PROBLEM
Render every line of the entries below as a numbered list, leaving out any blank lines.

DATA PROVIDED
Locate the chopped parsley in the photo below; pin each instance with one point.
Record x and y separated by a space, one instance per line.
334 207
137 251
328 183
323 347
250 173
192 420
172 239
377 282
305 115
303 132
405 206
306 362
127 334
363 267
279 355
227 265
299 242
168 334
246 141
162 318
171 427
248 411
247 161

CORRECT RESULT
1. Locate the chopped parsley in the photo below; pin each instance with one point.
2. Record x and y separated by a space, one instance per line.
3. 334 207
4. 137 251
5. 328 183
6. 323 347
7. 250 173
8. 192 420
9. 172 239
10. 377 282
11. 305 115
12. 303 132
13. 405 206
14. 306 362
15. 127 334
16. 363 267
17. 279 355
18. 227 265
19. 299 242
20. 168 334
21. 246 141
22. 162 318
23. 171 427
24. 248 411
25. 247 161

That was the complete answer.